- **Verilen Metin**
########
Erdoğan’ın Arap sokağını artık “ateşli” söylemleriyle etkileyemediği, ikna edemediği anlaşılıyor. AKP liderinin Suudi Arabistan Veliaht Prensi Muhammet bin Selman, Mısır Cumhurbaşkanı Sisi hakkında tükürdüklerini nasıl yutup geri adımlar attığına herkes şahit oldu. Filistin meselesinde hiçbir iyileşme yaşanmamasına rağmen Netanyahu’yla daha geçen eylülde el sıkışarak samimi pozlar verdi, ilişkileri normalleştireceğini açıkladı. AKP lideri söyleme gelince mangalda kül bırakmazken İsrail’le ekonomik ilişkileri sürdürmekte de bir beis görmüyor.

Türkiye’den farklı olarak Erdoğan Arap dünyasındaki medyayı kontrol edemiyor, tüm bu gelişmeler Arap sokağında AKP propagandasına maruz kalınmadan izlenebiliyor. Diğer yandan Türkiye’yi Arap sokağında çekici yapan özelliklerinden biri demokrasi olmasıydı, bu sayede NATO gibi Batılı kuruluşların üyesi olabilmesi, AB’yle tam üyelik müzakereleri yürütebilmesiydi. Erdoğan Müslüman bir demokrat lider olarak görüldüğünde popülerliği en yüksek seviyedeydi, Türkiye’yi otokratik bir kleptokrasiye dönüştürdüğünde, yani Ortadoğu ve Orta Asya’daki pek çok rejime benzer hale getirdiğinde itibar ve etkinliğini yitirmeye başladı.

Arab Barometer’in bu verileri tüm dünyada karar alıcılar ve uzmanlar tarafından yakından takip ediliyor. Bu itibarla Erdoğan’ın buyur edilmek için kullandığı son kozun da işe yaramadığı anlaşılınca Ortadoğu masasından iyice dışlanması hiç şaşırtıcı olmaz. Nitekim Erdoğan dört gözle beklediğini uzun süredir basın yoluyla duyurduğu halde ABD Başkanı Biden’la nihayet dün bir telefon görüşmesi gerçekleştirebildi. Beştepe görüşmeye ilişkin açıklamasında artık alışıldık çarpıtmalarından birini yaparak sanki asıl konu Gazze imiş havası vermeye çalışsa da Beyaz Saray’ın yaptığı açıklamada bunun böyle olmadığı, Biden’ın İsveç’in NATO üyeliğinin bir an evvel TBMM’den geçirilmesini talep etmek için aradığı çok net biçimde anlaşılabiliyor. Nitekim uluslararası medyayı takip ettiğinizde Gazze’nin geleceğine ilişkin yürütülen müzakerelerde Türkiye’nin adının geçmediği, Biden-Erdoğan telefon görüşmesinin de Gazze krizi değil İsveç’in NATO üyeliği meselesi çerçevesinde ele alındığı görülüyor.
########
- **Veri Kümesi Kesitleri**
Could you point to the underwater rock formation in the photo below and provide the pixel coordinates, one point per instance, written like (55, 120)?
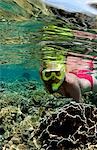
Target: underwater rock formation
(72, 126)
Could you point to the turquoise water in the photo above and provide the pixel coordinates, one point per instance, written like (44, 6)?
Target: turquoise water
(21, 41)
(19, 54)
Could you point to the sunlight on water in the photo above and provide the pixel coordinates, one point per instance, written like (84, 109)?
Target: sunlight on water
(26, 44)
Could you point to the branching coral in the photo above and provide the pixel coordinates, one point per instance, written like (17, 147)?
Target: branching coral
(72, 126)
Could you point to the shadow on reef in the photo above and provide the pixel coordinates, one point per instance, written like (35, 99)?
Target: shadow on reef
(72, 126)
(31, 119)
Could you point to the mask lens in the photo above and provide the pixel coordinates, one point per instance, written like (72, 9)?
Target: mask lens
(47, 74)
########
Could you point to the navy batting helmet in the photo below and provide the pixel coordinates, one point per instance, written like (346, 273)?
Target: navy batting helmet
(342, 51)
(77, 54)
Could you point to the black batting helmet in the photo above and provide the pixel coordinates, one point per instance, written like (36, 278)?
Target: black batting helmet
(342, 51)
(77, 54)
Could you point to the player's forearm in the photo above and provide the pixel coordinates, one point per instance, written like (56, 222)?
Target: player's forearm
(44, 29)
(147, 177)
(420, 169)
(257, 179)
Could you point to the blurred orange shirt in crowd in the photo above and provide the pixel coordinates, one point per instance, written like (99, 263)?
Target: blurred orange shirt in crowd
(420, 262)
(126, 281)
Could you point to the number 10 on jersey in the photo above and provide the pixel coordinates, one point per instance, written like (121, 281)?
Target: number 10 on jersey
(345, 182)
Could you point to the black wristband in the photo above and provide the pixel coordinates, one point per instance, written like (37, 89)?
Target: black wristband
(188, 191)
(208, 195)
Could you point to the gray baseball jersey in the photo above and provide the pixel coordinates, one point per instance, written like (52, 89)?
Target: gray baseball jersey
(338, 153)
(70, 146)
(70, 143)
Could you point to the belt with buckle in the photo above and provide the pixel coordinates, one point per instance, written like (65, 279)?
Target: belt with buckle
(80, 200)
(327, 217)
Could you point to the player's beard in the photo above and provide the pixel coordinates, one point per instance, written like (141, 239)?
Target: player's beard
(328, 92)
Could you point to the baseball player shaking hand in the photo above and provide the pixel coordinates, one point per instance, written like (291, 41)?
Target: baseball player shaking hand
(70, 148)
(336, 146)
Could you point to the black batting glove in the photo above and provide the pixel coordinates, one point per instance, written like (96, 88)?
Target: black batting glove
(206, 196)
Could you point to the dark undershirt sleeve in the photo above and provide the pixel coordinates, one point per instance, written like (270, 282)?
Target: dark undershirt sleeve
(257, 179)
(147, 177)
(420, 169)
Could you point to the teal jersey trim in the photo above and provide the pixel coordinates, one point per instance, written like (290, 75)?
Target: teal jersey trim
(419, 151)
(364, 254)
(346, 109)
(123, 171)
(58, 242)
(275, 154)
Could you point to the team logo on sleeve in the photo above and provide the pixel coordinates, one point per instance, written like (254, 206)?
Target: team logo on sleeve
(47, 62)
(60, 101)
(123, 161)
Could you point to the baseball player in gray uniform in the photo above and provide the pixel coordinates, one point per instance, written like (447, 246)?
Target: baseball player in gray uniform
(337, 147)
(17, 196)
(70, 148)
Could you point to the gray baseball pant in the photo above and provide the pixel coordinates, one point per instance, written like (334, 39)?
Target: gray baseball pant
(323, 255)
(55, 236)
########
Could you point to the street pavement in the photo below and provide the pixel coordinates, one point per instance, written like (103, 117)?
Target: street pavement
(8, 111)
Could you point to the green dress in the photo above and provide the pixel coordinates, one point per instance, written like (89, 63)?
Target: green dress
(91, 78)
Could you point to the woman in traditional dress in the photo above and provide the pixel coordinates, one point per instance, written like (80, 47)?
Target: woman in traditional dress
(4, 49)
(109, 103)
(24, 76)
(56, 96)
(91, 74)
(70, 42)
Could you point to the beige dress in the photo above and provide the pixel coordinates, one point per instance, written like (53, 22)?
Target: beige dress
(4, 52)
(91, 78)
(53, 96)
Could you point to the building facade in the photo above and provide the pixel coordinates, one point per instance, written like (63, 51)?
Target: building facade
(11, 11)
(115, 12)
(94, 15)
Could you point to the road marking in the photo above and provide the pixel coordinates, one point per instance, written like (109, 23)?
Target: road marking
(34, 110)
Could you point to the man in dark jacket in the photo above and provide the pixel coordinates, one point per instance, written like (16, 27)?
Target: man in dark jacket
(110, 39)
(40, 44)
########
- **Görevleriniz**
a. Verilen metne göre Beyaz Saray'ın açıklamasından, Biden'ın Erdoğan'ı hangi talepte bulunmak için aradığı anlaşılıyor?
b. Verilen metinde "Türkiye’den farklı olarak" sözlerinden başlayıp "etkinliğini yitirmeye başladı." sözlerine kadar, bu son sözler de dahil olmak üzere, olan bölümü aynen yazınız.

- **Problemlerin Yanıtları**
a. İsveç'in NATO üyeliğinin bir an evvel TBMM'den geçirilmesini talep etmek için aradığı anlaşılıyor.

b.
Türkiye’den farklı olarak Erdoğan Arap dünyasındaki medyayı kontrol edemiyor, tüm bu gelişmeler Arap sokağında AKP propagandasına maruz kalınmadan izlenebiliyor. Diğer yandan Türkiye’yi Arap sokağında çekici yapan özelliklerinden biri demokrasi olmasıydı, bu sayede NATO gibi Batılı kuruluşların üyesi olabilmesi, AB’yle tam üyelik müzakereleri yürütebilmesiydi. Erdoğan Müslüman bir demokrat lider olarak görüldüğünde popülerliği en yüksek seviyedeydi, Türkiye’yi otokratik bir kleptokrasiye dönüştürdüğünde, yani Ortadoğu ve Orta Asya’daki pek çok rejime benzer hale getirdiğinde itibar ve etkinliğini yitirmeye başladı.